--- RECORDS FOR PROCESSING Enclosed Below ---

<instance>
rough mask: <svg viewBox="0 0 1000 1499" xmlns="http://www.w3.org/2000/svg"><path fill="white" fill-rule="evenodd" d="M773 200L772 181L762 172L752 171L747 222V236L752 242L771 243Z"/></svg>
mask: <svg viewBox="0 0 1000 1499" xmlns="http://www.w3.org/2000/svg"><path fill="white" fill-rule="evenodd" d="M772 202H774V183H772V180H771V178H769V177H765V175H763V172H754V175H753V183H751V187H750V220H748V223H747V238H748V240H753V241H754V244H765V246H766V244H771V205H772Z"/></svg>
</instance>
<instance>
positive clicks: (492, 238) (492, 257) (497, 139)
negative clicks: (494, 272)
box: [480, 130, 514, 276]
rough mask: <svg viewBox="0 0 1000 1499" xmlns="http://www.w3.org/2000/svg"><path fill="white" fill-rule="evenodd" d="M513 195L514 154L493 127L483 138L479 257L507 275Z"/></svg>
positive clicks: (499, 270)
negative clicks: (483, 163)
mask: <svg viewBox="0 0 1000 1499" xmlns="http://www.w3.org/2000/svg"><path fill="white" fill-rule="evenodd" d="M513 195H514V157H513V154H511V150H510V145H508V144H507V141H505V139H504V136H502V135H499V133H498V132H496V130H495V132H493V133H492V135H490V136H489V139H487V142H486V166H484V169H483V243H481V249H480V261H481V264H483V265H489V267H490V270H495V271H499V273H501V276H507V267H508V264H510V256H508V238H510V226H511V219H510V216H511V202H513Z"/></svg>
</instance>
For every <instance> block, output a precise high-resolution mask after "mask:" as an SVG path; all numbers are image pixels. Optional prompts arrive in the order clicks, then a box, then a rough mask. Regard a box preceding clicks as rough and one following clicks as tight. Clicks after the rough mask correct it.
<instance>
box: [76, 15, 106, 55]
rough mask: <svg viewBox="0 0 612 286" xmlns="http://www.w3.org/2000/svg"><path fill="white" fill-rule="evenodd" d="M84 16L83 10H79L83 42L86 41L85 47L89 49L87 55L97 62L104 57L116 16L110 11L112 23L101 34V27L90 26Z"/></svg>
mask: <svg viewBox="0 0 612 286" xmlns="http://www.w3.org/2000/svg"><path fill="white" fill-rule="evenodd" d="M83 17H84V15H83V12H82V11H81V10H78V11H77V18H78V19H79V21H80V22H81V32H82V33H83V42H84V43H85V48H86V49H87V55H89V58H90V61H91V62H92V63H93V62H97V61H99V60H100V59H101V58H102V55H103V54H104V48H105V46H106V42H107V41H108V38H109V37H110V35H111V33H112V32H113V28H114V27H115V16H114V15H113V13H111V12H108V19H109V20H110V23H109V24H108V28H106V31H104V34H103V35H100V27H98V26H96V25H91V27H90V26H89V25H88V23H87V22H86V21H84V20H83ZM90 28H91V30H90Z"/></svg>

--- End of Enclosed RECORDS FOR PROCESSING ---

* GOAL OF THE EXERCISE
Filter the records down to the lines containing the word "positive", and copy those.

* RESULT OF THE TASK
positive clicks: (492, 238) (492, 257) (497, 139)
positive clicks: (499, 270)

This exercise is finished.